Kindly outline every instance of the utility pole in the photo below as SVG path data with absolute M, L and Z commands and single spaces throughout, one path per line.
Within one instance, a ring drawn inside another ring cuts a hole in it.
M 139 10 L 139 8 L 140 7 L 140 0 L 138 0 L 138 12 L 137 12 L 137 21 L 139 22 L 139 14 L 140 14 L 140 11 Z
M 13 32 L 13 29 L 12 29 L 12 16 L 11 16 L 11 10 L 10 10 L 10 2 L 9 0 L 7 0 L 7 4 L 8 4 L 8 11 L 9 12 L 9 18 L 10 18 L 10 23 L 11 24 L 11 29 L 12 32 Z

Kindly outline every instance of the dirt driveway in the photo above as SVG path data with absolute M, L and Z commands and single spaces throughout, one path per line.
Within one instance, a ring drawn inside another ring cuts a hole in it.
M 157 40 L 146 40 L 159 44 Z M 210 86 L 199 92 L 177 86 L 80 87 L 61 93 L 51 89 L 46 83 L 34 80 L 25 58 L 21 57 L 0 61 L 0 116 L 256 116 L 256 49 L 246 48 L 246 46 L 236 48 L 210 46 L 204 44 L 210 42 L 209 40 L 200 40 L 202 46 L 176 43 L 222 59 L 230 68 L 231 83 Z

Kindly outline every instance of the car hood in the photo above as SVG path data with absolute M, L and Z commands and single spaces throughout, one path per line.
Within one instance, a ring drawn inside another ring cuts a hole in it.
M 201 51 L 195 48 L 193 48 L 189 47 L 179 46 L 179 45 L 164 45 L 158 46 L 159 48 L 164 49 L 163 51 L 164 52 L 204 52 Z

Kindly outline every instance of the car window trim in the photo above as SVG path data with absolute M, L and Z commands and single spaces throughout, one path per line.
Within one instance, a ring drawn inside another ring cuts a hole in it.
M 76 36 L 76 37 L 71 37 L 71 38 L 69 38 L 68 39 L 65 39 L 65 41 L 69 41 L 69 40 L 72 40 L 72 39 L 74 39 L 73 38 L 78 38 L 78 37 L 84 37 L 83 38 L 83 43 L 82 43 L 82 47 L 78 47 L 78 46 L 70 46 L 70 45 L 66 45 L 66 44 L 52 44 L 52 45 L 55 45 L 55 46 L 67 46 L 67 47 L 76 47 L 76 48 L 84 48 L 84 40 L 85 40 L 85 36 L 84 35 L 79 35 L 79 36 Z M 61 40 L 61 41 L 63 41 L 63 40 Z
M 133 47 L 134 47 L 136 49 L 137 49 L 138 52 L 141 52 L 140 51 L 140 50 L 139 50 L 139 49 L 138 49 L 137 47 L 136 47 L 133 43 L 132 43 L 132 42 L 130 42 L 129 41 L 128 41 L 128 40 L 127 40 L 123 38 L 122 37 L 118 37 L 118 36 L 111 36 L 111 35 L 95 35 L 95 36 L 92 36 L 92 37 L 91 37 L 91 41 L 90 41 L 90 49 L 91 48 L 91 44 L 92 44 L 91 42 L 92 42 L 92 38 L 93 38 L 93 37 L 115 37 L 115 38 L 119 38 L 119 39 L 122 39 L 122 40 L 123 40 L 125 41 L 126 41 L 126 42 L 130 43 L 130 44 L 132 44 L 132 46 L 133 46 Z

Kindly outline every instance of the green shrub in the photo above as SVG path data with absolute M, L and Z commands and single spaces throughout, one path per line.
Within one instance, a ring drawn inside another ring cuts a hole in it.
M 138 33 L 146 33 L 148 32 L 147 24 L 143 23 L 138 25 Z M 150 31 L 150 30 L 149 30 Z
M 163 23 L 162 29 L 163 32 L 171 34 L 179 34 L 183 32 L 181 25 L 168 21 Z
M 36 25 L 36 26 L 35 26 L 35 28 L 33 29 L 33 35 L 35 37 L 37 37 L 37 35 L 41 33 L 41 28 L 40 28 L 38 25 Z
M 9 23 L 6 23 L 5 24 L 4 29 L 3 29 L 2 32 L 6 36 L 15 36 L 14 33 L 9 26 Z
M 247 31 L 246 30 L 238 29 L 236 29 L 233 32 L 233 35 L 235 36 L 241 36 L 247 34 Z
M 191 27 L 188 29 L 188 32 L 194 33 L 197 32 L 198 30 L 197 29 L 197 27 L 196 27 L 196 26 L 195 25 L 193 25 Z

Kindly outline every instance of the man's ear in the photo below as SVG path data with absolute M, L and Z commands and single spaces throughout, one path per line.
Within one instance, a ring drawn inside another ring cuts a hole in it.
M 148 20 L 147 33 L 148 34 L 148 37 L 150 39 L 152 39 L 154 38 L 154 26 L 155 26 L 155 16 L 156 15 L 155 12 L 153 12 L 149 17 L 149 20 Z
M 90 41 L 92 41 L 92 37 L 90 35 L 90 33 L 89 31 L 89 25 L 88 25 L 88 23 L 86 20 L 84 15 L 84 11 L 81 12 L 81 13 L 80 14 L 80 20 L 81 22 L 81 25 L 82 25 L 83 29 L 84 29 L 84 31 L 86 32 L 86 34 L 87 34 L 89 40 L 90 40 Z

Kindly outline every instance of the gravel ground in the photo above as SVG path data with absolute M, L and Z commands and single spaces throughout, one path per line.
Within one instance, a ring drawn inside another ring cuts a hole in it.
■ ■ ■ ■
*Directive:*
Retype all of the data above word for word, keeping every line in its original order.

*Written response:*
Kindly outline every instance of the utility pole in the photo below as SVG path data with absolute M, L and Z commands and single spaces throughout, one path per line.
Within one instance, a ring drawn inside another ring cuts a hole in it.
M 139 10 L 139 8 L 140 7 L 140 0 L 138 0 L 138 12 L 137 12 L 137 21 L 139 22 L 139 14 L 140 14 L 140 11 Z
M 13 32 L 13 29 L 12 29 L 12 16 L 11 16 L 11 10 L 10 10 L 10 2 L 9 0 L 7 0 L 7 4 L 8 4 L 8 11 L 9 12 L 9 18 L 10 18 L 10 23 L 11 24 L 11 29 L 12 32 Z

Kindly outline every instance of the dirt driveway in the photo above as SVG path data with absolute M, L and Z commands and single spaces throughout, one path per line.
Within one instance, a ring drawn inside another ring cuts a hole in it.
M 157 40 L 146 40 L 159 44 Z M 210 86 L 199 92 L 177 86 L 80 87 L 61 93 L 51 89 L 46 83 L 34 80 L 25 58 L 21 57 L 0 61 L 0 116 L 256 116 L 256 49 L 246 48 L 246 46 L 236 48 L 210 46 L 204 44 L 210 42 L 209 40 L 200 40 L 202 46 L 176 43 L 222 59 L 230 68 L 231 83 Z

Kindly outline every instance of the car hood in the photo above as SVG path data with absolute M, L and Z commands and single spaces throughout, one path per line.
Within one instance, a ring drawn inside another ring cuts a hole in it.
M 201 51 L 195 48 L 193 48 L 189 47 L 179 46 L 179 45 L 164 45 L 158 46 L 159 48 L 164 49 L 163 51 L 164 52 L 204 52 Z

Kindly outline every instance of the car window trim in the photo above as SVG path data with absolute M, L and Z commands and single spaces throughout, one path per line.
Within one instance, a ring drawn inside another ring cuts a hole in it.
M 76 36 L 76 37 L 71 37 L 71 38 L 69 38 L 68 39 L 65 39 L 65 41 L 69 41 L 69 40 L 72 40 L 72 39 L 74 39 L 73 38 L 78 38 L 78 37 L 84 37 L 83 38 L 83 43 L 82 43 L 82 47 L 78 47 L 78 46 L 70 46 L 70 45 L 66 45 L 66 44 L 52 44 L 52 45 L 55 45 L 55 46 L 67 46 L 67 47 L 76 47 L 76 48 L 84 48 L 84 40 L 85 40 L 85 36 L 84 35 L 79 35 L 79 36 Z M 61 40 L 61 41 L 63 41 L 63 40 Z
M 133 47 L 134 47 L 136 49 L 137 49 L 138 52 L 141 52 L 140 51 L 140 50 L 139 50 L 139 49 L 138 49 L 137 47 L 136 47 L 133 43 L 132 43 L 132 42 L 130 42 L 129 41 L 128 41 L 128 40 L 127 40 L 123 38 L 122 37 L 118 37 L 118 36 L 111 36 L 111 35 L 95 35 L 95 36 L 92 36 L 92 37 L 91 37 L 91 41 L 90 41 L 90 49 L 91 48 L 91 44 L 92 44 L 91 42 L 92 42 L 92 38 L 93 38 L 93 37 L 115 37 L 115 38 L 119 38 L 119 39 L 122 39 L 122 40 L 123 40 L 125 41 L 126 41 L 126 42 L 130 43 L 130 44 L 132 44 L 132 46 L 133 46 Z

Kindly outline every instance of the green shrub in the photo above as SVG path data with absolute M, L and Z commands and single spaces throughout, one path per line.
Within one instance, a ring drawn inside another ring cuts a hole in it.
M 138 33 L 146 33 L 148 32 L 147 24 L 143 23 L 138 25 Z M 150 31 L 150 30 L 149 30 Z
M 163 23 L 162 29 L 163 32 L 171 34 L 179 34 L 183 32 L 181 25 L 168 21 Z
M 36 25 L 36 26 L 35 26 L 35 28 L 33 29 L 33 35 L 35 37 L 37 37 L 37 35 L 41 33 L 41 28 L 40 28 L 38 25 Z
M 9 23 L 6 23 L 5 24 L 4 29 L 3 29 L 2 32 L 6 36 L 15 36 L 14 33 L 9 26 Z
M 247 31 L 246 30 L 238 29 L 236 29 L 233 32 L 233 35 L 235 36 L 241 36 L 247 34 Z
M 191 27 L 188 29 L 188 32 L 194 33 L 197 32 L 198 30 L 197 29 L 197 27 L 196 27 L 196 26 L 195 25 L 193 25 Z

Kindly outline every instance of the man's ear in the photo below as SVG path data with absolute M, L and Z commands and single spaces throughout, one path per line.
Within one instance, a ring drawn inside another ring cuts a hole in it.
M 148 20 L 147 33 L 148 34 L 148 37 L 150 39 L 152 39 L 154 38 L 154 26 L 155 26 L 155 16 L 156 15 L 155 12 L 153 12 L 149 17 L 149 20 Z
M 90 41 L 92 41 L 92 37 L 90 35 L 90 33 L 89 31 L 89 25 L 88 25 L 88 23 L 86 20 L 84 15 L 84 11 L 81 12 L 81 13 L 80 14 L 80 20 L 81 22 L 81 25 L 82 25 L 83 29 L 84 29 L 84 31 L 86 32 L 86 34 L 87 34 L 89 40 L 90 40 Z

Kindly outline every instance of the gravel ground in the photo above as SVG path data with absolute M, L and Z commands and single spaces throughout, one path per line.
Within one instance, a ring drawn inside another ring cuts a hole in it.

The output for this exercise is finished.